Selected passage >>

Sept. 18, 2014
National UpdateExpert panel outlines 8 priorities for improving EHR usability
It's no secret that many physicians are unhappy with their electronic health record (EHR) systems, thanks in large part to cumbersome processes and limited features that get in the way of patient care. Now a panel of experts has called for EHR overhaul, outlining the eight top challenges and solutions for improving EHR usability for physicians and their patients.
This new framework (log in) for EHR usability—developed by the AMA and an external advisory committee of practicing physicians and health IT experts, researchers and executives—focuses on leveraging the potential of EHRs to enhance patient care, improve productivity and reduce administrative costs.
As part of its Professional Satisfaction and Practice Sustainability initiative, the AMA will use this framework to work with physicians, vendors, policymakers, health care systems and researchers to drive EHR improvements that can advance the delivery of high-quality, affordable care.
Read more at AMA Wire® to learn more about the eight solutions this group identified to address the biggest challenges.
In comments submitted last week on the 10-year interoperability framework of the Office of the National Coordinator for Health IT (ONC), the AMA advocated for an enhanced plan for making electronic health record (EHR) systems and other health IT more interoperable.
Achieving interoperability remains at the forefront of AMA advocacy efforts, given the value for patient care that comes from being able to securely exchange patient health information with other physicians and health care providers. Despite overly burdensome meaningful use requirements that call for physicians to exchange data, EHRs and other health IT systems still lack the ability to interoperate. The AMA is aggressively seeking interoperable and higher-performing EHRs and has offered recommendations for how interoperability can be achieved, including recent testimony to an ONC workgroup.
The AMA's comments on the ONC interoperability framework were submitted to an ONC Wiki page, addressing each ONC "building block." The AMA highlighted the need for successfully identifying patients and physicians during data exchange, creating a more streamlined and focused ONC certification process, establishing a more robust process for testing EHRs, and placing greater emphasis on data security and education.

Recorded data >>
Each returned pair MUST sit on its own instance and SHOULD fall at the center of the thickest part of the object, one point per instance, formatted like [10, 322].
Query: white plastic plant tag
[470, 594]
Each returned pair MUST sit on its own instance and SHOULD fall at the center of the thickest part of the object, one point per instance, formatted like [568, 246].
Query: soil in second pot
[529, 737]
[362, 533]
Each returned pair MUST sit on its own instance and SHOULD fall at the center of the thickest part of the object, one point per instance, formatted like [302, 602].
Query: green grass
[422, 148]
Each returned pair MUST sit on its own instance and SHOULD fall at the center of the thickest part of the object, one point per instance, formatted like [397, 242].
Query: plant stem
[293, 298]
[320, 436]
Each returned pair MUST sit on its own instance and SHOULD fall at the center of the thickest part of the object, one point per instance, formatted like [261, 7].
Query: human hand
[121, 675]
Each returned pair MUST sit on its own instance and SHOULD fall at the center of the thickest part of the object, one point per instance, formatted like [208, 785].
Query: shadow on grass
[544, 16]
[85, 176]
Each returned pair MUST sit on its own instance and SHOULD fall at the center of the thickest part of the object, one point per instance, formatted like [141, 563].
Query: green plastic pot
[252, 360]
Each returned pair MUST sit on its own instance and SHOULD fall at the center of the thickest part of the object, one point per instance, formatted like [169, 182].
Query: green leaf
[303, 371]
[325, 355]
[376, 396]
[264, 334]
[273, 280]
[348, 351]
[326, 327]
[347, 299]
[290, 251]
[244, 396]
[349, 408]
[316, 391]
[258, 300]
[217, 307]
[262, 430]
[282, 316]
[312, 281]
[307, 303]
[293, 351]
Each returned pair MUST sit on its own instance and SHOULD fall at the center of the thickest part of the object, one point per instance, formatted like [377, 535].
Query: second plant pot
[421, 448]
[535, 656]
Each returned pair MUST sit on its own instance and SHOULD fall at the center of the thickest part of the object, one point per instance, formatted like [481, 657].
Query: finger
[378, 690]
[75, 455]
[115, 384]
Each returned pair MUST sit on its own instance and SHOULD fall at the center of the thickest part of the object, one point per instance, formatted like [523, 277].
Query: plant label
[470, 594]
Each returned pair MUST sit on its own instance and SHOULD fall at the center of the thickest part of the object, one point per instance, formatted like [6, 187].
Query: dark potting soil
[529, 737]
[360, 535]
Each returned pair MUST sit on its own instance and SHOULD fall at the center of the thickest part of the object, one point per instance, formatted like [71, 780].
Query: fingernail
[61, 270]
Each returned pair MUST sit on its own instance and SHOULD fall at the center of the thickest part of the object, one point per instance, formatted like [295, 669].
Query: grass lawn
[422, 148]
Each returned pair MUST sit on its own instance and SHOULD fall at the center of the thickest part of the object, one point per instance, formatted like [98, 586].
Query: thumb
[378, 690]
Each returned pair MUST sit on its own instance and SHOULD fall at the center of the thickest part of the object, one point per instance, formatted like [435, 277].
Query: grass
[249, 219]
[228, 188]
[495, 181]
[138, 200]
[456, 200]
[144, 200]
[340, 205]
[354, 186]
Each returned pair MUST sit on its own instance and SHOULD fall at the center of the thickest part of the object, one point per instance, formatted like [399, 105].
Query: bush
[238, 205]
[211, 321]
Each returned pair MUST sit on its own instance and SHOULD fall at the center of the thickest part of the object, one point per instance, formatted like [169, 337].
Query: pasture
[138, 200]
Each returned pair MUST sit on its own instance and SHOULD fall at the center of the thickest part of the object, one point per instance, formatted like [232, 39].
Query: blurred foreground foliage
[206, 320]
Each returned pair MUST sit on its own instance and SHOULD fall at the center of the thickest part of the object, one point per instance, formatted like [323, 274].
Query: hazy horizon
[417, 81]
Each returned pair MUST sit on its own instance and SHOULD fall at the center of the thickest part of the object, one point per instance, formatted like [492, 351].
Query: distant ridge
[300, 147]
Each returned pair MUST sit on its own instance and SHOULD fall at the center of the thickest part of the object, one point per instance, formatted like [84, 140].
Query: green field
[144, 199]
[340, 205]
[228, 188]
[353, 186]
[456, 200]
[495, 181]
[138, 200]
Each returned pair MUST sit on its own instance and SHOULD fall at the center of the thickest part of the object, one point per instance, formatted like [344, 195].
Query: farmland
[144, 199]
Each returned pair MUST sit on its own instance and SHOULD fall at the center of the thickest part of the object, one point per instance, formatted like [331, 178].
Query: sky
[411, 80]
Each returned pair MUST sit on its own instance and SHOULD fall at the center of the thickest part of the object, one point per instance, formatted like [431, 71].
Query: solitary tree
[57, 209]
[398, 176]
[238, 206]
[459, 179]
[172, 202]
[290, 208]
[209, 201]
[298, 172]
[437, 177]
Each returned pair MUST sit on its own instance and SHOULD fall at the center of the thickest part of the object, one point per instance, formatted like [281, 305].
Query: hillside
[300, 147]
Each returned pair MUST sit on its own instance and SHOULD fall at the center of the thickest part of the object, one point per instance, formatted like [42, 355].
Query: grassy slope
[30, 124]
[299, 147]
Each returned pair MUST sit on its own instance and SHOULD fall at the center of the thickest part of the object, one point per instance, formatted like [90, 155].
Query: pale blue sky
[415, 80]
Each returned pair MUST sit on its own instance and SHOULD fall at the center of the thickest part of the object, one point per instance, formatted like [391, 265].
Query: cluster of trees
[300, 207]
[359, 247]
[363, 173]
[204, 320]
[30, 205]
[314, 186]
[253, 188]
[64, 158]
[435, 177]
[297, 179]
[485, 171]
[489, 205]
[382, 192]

Parts of the exercise >>
1 > Transcribe this section of the EHR usability update, from "In comments submitted" up to and including "an ONC workgroup.".
2 > Go on with the EHR usability update from the point where it stops.

Responses by task >>
1 >
In comments submitted last week on the 10-year interoperability framework of the Office of the National Coordinator for Health IT (ONC), the AMA advocated for an enhanced plan for making electronic health record (EHR) systems and other health IT more interoperable.
Achieving interoperability remains at the forefront of AMA advocacy efforts, given the value for patient care that comes from being able to securely exchange patient health information with other physicians and health care providers. Despite overly burdensome meaningful use requirements that call for physicians to exchange data, EHRs and other health IT systems still lack the ability to interoperate. The AMA is aggressively seeking interoperable and higher-performing EHRs and has offered recommendations for how interoperability can be achieved, including recent testimony to an ONC workgroup.

2 >
The AMA earlier this month submitted a statement for the record (log in) for a U.S. House of Representatives Committee on Energy and Commerce Subcommittee on Health hearing titled "21st-century cures: Examining the regulation of laboratory-developed tests (LDT)." The focus of the hearing was on the Food and Drug Administration's (FDA) July 31 notification to Congress that it intends to issue draft guidance on a framework for oversight of LDTs.
In its statement, the AMA questioned the FDA's legal authority to regulate LDTs. Additionally, the AMA raised the issue of whether the agency may implement the significant changes it proposed simply by issuing a guidance document, rather than going through the usual comment rule-making process, including an economic impact analysis.
The AMA agrees that additional oversight is warranted for certain high-risk LDTs, such as those for which incorrect results can harm patients or test methodology is neither transparent nor well understood. However, the FDA's proposal could have considerable ramifications, including preventing physicians from providing the most appropriate and clinically necessary medical care, severely limiting patient access to lifesaving tests, and slowing innovation and integration of personalized medicine into modern medical practice.
A recently introduced federal bill would address some of the serious cash-flow problems the Indian Health Service (IHS) faces. The AMA on Sept. 3 sent a letter of support (log in) to Sen. Lisa Murkowski, R-Alaska, and a letter of support (log in) to Rep. Don Young, R-Alaska, regarding S. 1570/H.R. 3229, the Indian Health Service Advance Appropriations Act of 2013.
This legislation would allow the IHS and the Indian Health Facilities Accounts to receive advance appropriations, which would protect the IHS from cash-flow problems that regularly occur at the start of the fiscal year as a result of delays in enactment of annual funding legislation. Adopting advance appropriations for IHS would allow tribal health administrators to continue treating patients without worrying about if, or when, funding would be available. It also would enable improved budgeting, recruitment and retention, provision of services, facility maintenance, and construction efforts.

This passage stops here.